● **WRITTEN EXERCISE 1**
In the segmentation rows, update the lines from the line with "Give the mask of every instance of the white facade" to the line with "57), (54, 57)]]", replacing "white facade" with "whitewashed facade" and leaving everything else unchanged.

-- START OF PAGE EXTRACT --

Past Reviews

Regional Reviews: Minneapolis/St. Paul

Watch on the Rhine
Guthrie Theater
Review by Arthur Dorman | Season Schedule

Also see Arty's reviews of Monster, Revolt. She Said. Revolt Again., and How to Use a Knife


Caitlin O'Connell, Leontyne Mbele-Mbong,
Elijah Alexander, Sarah Agnew, and
Huxley Westemeier

Photo by Dan Norman
Watch on the Rhine premiered in January 1941 with World War II in full swing in Europe, and America's entry less than a year away. Playwright Lillian Hellman was known as a staunch anti-fascist and there could have been little doubt about her play being an endorsement for the United States to take action against the fascist storm in Europe. With Watch on the Rhine directly following Hellman's major success The Little Foxes, she was in a position to have her voice heard.

-- END OF PAGE EXTRACT --
-- START OF DATA SHOWN --

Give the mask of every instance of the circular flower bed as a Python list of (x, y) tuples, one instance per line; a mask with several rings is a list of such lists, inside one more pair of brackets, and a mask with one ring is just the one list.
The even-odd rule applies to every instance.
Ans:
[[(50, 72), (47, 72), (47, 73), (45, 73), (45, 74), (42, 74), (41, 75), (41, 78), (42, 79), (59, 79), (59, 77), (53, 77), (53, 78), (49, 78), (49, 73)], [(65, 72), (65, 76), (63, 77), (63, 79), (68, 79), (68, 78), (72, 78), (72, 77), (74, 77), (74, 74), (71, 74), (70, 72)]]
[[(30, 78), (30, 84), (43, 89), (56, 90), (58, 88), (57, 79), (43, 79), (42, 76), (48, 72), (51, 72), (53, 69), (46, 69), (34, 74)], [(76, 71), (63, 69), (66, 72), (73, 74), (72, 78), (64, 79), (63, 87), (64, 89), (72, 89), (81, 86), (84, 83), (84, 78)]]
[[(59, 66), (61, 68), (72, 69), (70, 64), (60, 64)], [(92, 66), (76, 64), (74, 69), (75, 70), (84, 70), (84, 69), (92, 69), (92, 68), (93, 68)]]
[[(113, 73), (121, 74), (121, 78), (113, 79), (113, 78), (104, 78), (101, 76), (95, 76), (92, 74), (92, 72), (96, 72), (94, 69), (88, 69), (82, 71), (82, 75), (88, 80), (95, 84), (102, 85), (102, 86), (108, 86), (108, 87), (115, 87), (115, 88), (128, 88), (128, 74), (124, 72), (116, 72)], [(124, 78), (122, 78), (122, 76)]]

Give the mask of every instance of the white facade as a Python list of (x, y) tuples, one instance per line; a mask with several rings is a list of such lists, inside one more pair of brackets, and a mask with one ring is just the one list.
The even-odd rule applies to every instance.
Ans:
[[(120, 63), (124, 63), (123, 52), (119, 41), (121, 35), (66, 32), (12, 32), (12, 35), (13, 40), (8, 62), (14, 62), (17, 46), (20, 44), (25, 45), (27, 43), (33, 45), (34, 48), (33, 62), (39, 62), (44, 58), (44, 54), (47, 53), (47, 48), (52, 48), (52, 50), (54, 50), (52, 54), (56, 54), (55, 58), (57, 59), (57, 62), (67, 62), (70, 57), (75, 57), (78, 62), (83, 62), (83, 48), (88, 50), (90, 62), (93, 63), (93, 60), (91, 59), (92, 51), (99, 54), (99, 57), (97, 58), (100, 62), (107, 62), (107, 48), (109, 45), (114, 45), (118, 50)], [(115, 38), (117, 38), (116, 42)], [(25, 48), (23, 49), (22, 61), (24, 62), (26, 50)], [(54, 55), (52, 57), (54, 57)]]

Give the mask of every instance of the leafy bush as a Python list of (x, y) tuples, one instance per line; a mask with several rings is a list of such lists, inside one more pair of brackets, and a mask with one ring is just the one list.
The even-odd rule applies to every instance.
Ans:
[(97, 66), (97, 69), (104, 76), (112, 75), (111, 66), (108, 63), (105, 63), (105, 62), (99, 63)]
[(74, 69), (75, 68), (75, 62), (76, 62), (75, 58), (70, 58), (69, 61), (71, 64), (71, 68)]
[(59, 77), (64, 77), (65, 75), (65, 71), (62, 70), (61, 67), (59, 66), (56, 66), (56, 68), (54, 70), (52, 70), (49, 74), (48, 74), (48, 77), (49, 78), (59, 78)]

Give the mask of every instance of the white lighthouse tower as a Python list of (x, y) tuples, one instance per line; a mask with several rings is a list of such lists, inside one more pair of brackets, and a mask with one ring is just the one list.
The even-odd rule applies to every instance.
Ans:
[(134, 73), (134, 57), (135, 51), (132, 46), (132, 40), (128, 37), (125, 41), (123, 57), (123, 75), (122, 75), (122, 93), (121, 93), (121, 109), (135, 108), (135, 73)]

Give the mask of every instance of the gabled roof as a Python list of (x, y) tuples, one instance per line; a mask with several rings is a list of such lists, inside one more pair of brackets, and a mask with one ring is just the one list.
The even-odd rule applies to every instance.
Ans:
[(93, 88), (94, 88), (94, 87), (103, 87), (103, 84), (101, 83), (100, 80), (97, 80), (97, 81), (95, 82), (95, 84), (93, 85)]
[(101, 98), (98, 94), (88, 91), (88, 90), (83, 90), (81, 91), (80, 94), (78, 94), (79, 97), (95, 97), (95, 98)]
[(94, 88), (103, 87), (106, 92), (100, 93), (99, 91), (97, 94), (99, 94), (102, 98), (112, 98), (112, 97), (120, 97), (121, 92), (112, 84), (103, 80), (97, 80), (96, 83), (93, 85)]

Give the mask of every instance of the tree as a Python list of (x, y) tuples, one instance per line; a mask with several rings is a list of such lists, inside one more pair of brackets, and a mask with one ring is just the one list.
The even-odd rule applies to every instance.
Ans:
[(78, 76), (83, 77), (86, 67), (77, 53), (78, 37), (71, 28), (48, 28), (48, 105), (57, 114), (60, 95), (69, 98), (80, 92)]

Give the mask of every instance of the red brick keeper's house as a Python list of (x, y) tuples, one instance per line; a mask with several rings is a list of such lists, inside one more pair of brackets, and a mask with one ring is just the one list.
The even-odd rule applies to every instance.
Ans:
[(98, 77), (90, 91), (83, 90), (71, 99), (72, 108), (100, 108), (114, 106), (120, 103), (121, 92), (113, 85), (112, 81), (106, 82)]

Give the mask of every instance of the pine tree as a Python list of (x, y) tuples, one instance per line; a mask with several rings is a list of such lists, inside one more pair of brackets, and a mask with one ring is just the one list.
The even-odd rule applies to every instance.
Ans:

-- END OF DATA SHOWN --

● **WRITTEN EXERCISE 2**
From the Watch on the Rhine review, copy the passage from "Also see Arty's" to "her voice heard." word for word.

● **COMPLETE OUTPUT 1**
Give the mask of every instance of the whitewashed facade as a Python list of (x, y) tuples, one instance per line; a mask with several rings is a list of such lists, inside one more pair of brackets, and a mask with one ring is just the one list.
The even-odd rule applies to every instance.
Ans:
[[(120, 63), (124, 63), (123, 52), (119, 41), (121, 35), (66, 32), (12, 32), (12, 35), (13, 40), (8, 62), (14, 62), (17, 46), (20, 44), (25, 45), (27, 43), (33, 45), (34, 48), (33, 62), (39, 62), (44, 58), (44, 54), (47, 53), (47, 48), (52, 48), (52, 50), (54, 50), (52, 54), (56, 54), (55, 58), (57, 59), (57, 62), (67, 62), (70, 57), (75, 57), (78, 62), (83, 62), (83, 48), (88, 50), (90, 62), (93, 63), (93, 60), (91, 59), (92, 51), (99, 54), (99, 57), (97, 58), (100, 62), (107, 62), (107, 48), (109, 45), (114, 45), (118, 50)], [(115, 38), (117, 38), (116, 42)], [(25, 48), (23, 49), (22, 61), (24, 62), (26, 50)], [(54, 55), (52, 57), (54, 57)]]

● **COMPLETE OUTPUT 2**
Also see Arty's reviews of Monster, Revolt. She Said. Revolt Again., and How to Use a Knife


Caitlin O'Connell, Leontyne Mbele-Mbong,
Elijah Alexander, Sarah Agnew, and
Huxley Westemeier

Photo by Dan Norman
Watch on the Rhine premiered in January 1941 with World War II in full swing in Europe, and America's entry less than a year away. Playwright Lillian Hellman was known as a staunch anti-fascist and there could have been little doubt about her play being an endorsement for the United States to take action against the fascist storm in Europe. With Watch on the Rhine directly following Hellman's major success The Little Foxes, she was in a position to have her voice heard.